# ORDINE DI LAVORO
Puoi trascrivere per intero, senza alcuna modifica, l'articolo su Prodi e la corsa alla presidenza della repubblica?

# ESTRATTO DEL TESTO
Grazie all’autorizzazione del gruppo Class editori pubblichiamo l’articolo di Giorgio Ponziano apparso sul quotidiano diretto da Pierluigi Magnaschi, Italia Oggi.
Prodi, the vendicator. Che il killeraggio subìto nel rush per la presidenza della repubblica avesse lasciato segni indelebili sul Professore lo si era capito da parecchi indizi: il mancato rinnovo della tessera Pd, il rifiuto a incontrare i dirigenti pidiessini di passaggio da Bologna (interrompendo il rito del loro omaggio nella sua casa di via Gerusalemme), il libro («I 3 giorni che sconvolsero il Pd») della sua portavoce, Sandra Zampa, un j’accuse contro i traditori. Nessuno dei 101 ha finora avuto il coraggio di ammettere il fattaccio ma l’entourage prodiano non ha dubbi: conta e riconta non si arriva a quel numero senza un consistente gruppo di parlamentari di osservanza renziana. La conferma arriva anche dai due principali collaboratori di Pierluigi Bersani nel campo della comunicazione, Stefano Di Traglia e Chiara Geloni, che nel libro «Giorni bugiardi» scrivono: «è convinzione di chi conosce la composizione dei gruppi parlamentari che in nessun modo sia possibile raggiungere quota 101, senza includere i 41 renziani».

# DATI
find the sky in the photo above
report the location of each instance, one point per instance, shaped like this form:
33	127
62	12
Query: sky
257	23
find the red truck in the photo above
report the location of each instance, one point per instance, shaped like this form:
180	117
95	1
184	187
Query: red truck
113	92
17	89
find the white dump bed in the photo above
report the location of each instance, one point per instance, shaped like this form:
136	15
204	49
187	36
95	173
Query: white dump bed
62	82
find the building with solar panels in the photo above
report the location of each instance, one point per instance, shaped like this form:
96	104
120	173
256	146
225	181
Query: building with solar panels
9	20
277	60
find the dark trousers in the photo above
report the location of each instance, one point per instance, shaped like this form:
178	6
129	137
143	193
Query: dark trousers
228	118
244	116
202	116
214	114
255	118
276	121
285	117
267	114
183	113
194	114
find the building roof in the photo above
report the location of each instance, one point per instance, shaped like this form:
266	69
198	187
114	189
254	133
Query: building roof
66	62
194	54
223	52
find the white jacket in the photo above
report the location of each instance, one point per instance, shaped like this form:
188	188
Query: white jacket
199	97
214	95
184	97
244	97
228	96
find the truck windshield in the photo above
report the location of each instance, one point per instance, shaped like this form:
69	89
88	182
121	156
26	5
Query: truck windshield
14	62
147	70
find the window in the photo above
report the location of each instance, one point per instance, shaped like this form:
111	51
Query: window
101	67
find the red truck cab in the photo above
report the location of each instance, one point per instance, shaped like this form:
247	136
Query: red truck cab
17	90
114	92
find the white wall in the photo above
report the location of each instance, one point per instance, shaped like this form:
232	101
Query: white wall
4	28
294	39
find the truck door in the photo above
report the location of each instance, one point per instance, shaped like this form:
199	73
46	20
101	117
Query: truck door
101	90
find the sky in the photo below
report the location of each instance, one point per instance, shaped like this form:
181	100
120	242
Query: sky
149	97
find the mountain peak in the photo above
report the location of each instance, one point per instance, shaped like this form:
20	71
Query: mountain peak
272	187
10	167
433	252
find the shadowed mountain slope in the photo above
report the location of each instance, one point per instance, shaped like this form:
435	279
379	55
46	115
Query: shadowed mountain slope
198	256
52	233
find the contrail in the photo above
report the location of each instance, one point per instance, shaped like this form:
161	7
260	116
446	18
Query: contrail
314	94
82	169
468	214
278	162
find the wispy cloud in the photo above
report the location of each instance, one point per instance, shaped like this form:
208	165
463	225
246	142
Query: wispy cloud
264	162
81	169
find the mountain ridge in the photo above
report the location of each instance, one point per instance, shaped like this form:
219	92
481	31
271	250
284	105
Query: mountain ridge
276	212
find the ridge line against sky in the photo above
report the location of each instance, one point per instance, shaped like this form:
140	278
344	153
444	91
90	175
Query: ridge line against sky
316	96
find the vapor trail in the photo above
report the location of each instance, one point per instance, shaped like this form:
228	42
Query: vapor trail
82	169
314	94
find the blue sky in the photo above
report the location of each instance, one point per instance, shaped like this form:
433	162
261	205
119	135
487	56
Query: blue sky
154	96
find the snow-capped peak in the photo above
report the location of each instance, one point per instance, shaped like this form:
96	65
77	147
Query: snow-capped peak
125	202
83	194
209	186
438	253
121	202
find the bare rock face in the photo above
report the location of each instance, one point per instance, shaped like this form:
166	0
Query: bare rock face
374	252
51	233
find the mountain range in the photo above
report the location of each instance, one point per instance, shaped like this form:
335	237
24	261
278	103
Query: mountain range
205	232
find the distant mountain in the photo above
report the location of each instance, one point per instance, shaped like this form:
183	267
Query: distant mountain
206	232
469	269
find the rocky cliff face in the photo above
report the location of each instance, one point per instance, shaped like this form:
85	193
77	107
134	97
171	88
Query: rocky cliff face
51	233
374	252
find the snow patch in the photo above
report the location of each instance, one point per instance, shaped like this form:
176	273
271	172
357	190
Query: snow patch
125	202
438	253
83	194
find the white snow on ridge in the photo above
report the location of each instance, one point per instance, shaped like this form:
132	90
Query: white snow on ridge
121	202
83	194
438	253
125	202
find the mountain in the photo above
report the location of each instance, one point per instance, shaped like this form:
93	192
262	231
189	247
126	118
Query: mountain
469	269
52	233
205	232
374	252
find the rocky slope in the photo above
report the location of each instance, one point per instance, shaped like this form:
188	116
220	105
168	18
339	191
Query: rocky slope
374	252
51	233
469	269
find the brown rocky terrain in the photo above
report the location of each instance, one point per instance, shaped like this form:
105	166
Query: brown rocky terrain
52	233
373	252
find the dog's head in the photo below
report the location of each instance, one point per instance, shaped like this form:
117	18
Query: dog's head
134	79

# LA RISPOSTA
Grazie all’autorizzazione del gruppo Class editori pubblichiamo l’articolo di Giorgio Ponziano apparso sul quotidiano diretto da Pierluigi Magnaschi, Italia Oggi.
Prodi, the vendicator. Che il killeraggio subìto nel rush per la presidenza della repubblica avesse lasciato segni indelebili sul Professore lo si era capito da parecchi indizi: il mancato rinnovo della tessera Pd, il rifiuto a incontrare i dirigenti pidiessini di passaggio da Bologna (interrompendo il rito del loro omaggio nella sua casa di via Gerusalemme), il libro («I 3 giorni che sconvolsero il Pd») della sua portavoce, Sandra Zampa, un j’accuse contro i traditori. Nessuno dei 101 ha finora avuto il coraggio di ammettere il fattaccio ma l’entourage prodiano non ha dubbi: conta e riconta non si arriva a quel numero senza un consistente gruppo di parlamentari di osservanza renziana. La conferma arriva anche dai due principali collaboratori di Pierluigi Bersani nel campo della comunicazione, Stefano Di Traglia e Chiara Geloni, che nel libro «Giorni bugiardi» scrivono: «è convinzione di chi conosce la composizione dei gruppi parlamentari che in nessun modo sia possibile raggiungere quota 101, senza includere i 41 renziani».